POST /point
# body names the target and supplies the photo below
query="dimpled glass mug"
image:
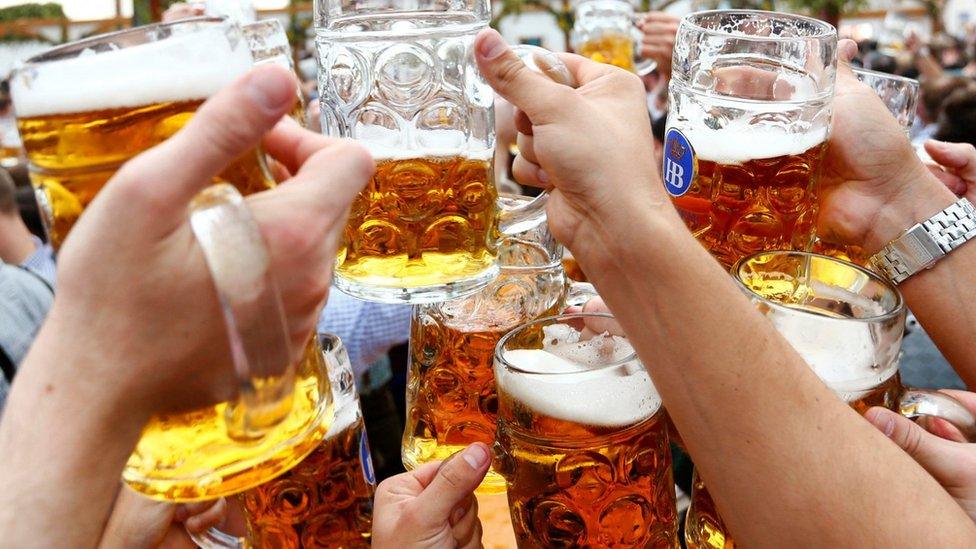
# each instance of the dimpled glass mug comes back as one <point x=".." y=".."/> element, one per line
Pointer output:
<point x="403" y="82"/>
<point x="451" y="399"/>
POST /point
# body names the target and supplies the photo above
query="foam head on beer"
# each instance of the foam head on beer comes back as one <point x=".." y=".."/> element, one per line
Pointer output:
<point x="571" y="379"/>
<point x="185" y="66"/>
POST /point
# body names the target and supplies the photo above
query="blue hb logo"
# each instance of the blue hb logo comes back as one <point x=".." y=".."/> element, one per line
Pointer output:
<point x="366" y="460"/>
<point x="680" y="165"/>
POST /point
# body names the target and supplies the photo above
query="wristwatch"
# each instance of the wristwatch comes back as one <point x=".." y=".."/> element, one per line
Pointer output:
<point x="921" y="246"/>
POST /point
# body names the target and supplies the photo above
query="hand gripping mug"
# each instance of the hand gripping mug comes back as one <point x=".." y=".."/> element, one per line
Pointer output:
<point x="451" y="399"/>
<point x="847" y="324"/>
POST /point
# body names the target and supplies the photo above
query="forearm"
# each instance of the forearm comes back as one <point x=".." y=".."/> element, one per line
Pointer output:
<point x="63" y="445"/>
<point x="942" y="298"/>
<point x="774" y="444"/>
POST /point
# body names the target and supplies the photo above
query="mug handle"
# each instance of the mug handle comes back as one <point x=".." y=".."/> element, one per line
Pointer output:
<point x="922" y="403"/>
<point x="215" y="539"/>
<point x="643" y="67"/>
<point x="240" y="266"/>
<point x="579" y="293"/>
<point x="523" y="218"/>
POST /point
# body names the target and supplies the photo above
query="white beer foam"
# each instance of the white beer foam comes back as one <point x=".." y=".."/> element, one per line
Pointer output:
<point x="740" y="143"/>
<point x="570" y="386"/>
<point x="183" y="67"/>
<point x="841" y="352"/>
<point x="386" y="144"/>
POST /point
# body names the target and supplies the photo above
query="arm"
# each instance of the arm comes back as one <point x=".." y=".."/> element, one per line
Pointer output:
<point x="792" y="464"/>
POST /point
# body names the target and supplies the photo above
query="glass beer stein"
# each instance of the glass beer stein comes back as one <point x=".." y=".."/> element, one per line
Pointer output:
<point x="85" y="108"/>
<point x="750" y="113"/>
<point x="847" y="324"/>
<point x="401" y="79"/>
<point x="582" y="438"/>
<point x="326" y="501"/>
<point x="281" y="412"/>
<point x="604" y="31"/>
<point x="451" y="399"/>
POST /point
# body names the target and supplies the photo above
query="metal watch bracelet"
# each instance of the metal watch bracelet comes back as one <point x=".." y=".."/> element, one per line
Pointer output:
<point x="925" y="243"/>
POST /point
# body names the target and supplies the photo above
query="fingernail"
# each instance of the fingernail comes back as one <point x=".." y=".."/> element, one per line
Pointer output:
<point x="889" y="427"/>
<point x="492" y="45"/>
<point x="476" y="455"/>
<point x="269" y="91"/>
<point x="456" y="515"/>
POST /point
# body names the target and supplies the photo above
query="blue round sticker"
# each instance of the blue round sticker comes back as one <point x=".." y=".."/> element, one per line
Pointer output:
<point x="366" y="460"/>
<point x="680" y="165"/>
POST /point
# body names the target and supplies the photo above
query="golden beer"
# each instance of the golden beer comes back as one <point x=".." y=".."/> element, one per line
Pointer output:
<point x="847" y="325"/>
<point x="85" y="108"/>
<point x="73" y="155"/>
<point x="612" y="49"/>
<point x="191" y="456"/>
<point x="422" y="222"/>
<point x="326" y="501"/>
<point x="744" y="203"/>
<point x="583" y="446"/>
<point x="451" y="398"/>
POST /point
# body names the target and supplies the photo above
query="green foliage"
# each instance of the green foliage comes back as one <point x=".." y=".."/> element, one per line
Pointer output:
<point x="831" y="7"/>
<point x="49" y="10"/>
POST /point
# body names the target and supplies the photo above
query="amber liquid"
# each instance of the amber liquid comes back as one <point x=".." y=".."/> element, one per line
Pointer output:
<point x="451" y="396"/>
<point x="421" y="222"/>
<point x="192" y="456"/>
<point x="609" y="487"/>
<point x="326" y="501"/>
<point x="735" y="210"/>
<point x="704" y="527"/>
<point x="612" y="49"/>
<point x="72" y="156"/>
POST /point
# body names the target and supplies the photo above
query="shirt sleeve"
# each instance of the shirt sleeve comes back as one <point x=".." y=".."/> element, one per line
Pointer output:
<point x="367" y="329"/>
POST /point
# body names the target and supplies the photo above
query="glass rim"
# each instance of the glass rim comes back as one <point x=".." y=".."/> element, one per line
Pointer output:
<point x="53" y="55"/>
<point x="691" y="20"/>
<point x="886" y="76"/>
<point x="896" y="310"/>
<point x="500" y="346"/>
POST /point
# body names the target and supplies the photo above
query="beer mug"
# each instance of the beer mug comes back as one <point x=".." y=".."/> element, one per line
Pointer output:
<point x="898" y="93"/>
<point x="747" y="129"/>
<point x="282" y="410"/>
<point x="401" y="79"/>
<point x="847" y="324"/>
<point x="85" y="108"/>
<point x="451" y="399"/>
<point x="604" y="31"/>
<point x="900" y="96"/>
<point x="268" y="42"/>
<point x="582" y="438"/>
<point x="327" y="499"/>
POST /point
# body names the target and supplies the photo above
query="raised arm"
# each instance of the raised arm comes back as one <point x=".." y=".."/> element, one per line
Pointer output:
<point x="788" y="462"/>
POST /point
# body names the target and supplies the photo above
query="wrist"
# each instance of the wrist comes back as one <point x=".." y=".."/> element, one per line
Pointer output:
<point x="922" y="196"/>
<point x="76" y="367"/>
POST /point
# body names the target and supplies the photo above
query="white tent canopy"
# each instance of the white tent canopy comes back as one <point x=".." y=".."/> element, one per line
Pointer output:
<point x="105" y="9"/>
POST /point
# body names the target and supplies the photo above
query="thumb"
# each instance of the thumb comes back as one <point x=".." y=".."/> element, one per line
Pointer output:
<point x="959" y="157"/>
<point x="455" y="480"/>
<point x="530" y="91"/>
<point x="846" y="51"/>
<point x="932" y="453"/>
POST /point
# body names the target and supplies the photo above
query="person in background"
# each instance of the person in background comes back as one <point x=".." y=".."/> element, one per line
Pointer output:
<point x="18" y="246"/>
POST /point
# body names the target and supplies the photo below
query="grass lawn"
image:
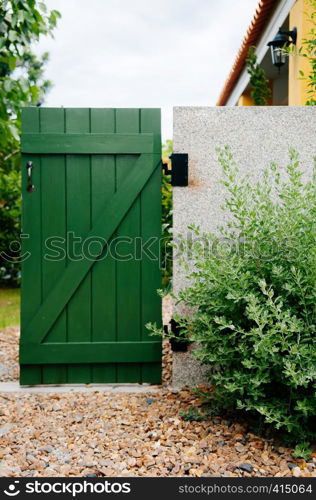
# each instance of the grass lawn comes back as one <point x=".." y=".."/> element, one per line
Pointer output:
<point x="9" y="307"/>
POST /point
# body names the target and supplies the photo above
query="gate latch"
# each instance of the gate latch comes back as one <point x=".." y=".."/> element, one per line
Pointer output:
<point x="30" y="186"/>
<point x="179" y="169"/>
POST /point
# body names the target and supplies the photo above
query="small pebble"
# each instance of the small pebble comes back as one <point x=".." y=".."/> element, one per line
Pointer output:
<point x="245" y="467"/>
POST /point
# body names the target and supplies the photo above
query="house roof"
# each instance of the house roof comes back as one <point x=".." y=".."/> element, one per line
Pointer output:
<point x="253" y="34"/>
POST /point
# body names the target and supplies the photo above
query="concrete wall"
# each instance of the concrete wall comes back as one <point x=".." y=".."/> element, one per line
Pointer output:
<point x="256" y="136"/>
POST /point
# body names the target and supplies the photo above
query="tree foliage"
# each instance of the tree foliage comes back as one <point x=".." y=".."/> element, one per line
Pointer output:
<point x="166" y="250"/>
<point x="22" y="83"/>
<point x="308" y="50"/>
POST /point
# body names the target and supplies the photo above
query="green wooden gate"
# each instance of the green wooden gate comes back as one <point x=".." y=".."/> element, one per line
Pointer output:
<point x="89" y="278"/>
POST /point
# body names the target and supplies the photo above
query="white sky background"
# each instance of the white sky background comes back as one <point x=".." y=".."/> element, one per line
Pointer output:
<point x="143" y="53"/>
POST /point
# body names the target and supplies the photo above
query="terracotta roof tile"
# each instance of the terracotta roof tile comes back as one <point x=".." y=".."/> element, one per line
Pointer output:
<point x="257" y="25"/>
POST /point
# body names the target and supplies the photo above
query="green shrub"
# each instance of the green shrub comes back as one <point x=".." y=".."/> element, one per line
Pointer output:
<point x="166" y="249"/>
<point x="252" y="297"/>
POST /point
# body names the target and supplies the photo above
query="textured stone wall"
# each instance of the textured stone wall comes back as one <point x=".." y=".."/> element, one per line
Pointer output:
<point x="256" y="136"/>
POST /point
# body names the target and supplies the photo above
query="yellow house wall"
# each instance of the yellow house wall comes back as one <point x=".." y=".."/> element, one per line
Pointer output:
<point x="297" y="87"/>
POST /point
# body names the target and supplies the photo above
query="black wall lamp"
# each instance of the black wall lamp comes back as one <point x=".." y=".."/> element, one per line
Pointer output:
<point x="281" y="40"/>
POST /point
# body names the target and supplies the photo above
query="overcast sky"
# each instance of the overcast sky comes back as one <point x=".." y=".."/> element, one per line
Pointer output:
<point x="143" y="53"/>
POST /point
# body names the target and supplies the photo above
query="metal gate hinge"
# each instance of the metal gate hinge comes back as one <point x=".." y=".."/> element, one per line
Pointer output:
<point x="179" y="169"/>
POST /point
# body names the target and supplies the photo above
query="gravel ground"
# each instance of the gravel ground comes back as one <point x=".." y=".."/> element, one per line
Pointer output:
<point x="9" y="354"/>
<point x="106" y="434"/>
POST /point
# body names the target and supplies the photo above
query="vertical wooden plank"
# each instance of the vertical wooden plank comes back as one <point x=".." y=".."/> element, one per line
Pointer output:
<point x="78" y="186"/>
<point x="150" y="202"/>
<point x="31" y="286"/>
<point x="103" y="273"/>
<point x="53" y="226"/>
<point x="128" y="271"/>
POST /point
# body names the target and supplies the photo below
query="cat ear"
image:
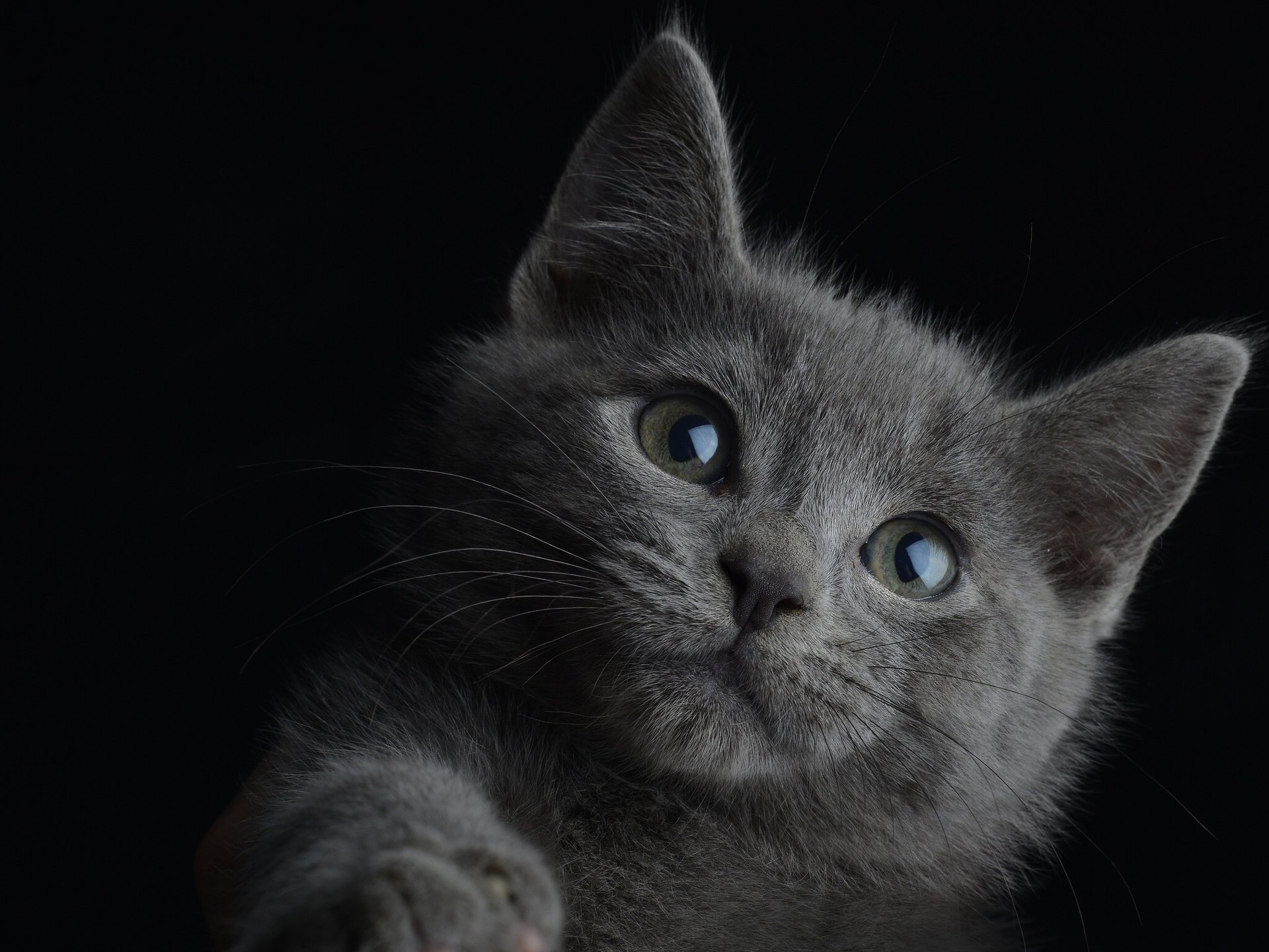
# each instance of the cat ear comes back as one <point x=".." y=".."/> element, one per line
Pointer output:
<point x="1114" y="454"/>
<point x="648" y="194"/>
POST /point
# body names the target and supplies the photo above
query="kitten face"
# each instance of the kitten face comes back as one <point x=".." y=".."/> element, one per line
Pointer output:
<point x="578" y="560"/>
<point x="839" y="426"/>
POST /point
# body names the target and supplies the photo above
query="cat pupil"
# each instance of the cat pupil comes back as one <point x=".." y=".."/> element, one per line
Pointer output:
<point x="913" y="558"/>
<point x="692" y="437"/>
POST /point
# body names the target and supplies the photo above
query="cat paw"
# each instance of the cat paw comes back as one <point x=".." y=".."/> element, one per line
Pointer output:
<point x="412" y="900"/>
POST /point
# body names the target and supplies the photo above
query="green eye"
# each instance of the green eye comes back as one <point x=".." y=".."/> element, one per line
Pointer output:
<point x="687" y="437"/>
<point x="911" y="557"/>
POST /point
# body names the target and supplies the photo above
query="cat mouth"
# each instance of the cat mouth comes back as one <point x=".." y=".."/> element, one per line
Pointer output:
<point x="731" y="671"/>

*Task*: Check the listing above for lines containing the string "metal", and copy each one.

*Exercise result*:
query="metal watch bracelet"
# each instance of the metal watch bracelet comes back as one <point x=".." y=".."/> element, one per line
query="metal gate hinge"
# each instance of the metal gate hinge comes back as one <point x=".." y=".."/> element, one per line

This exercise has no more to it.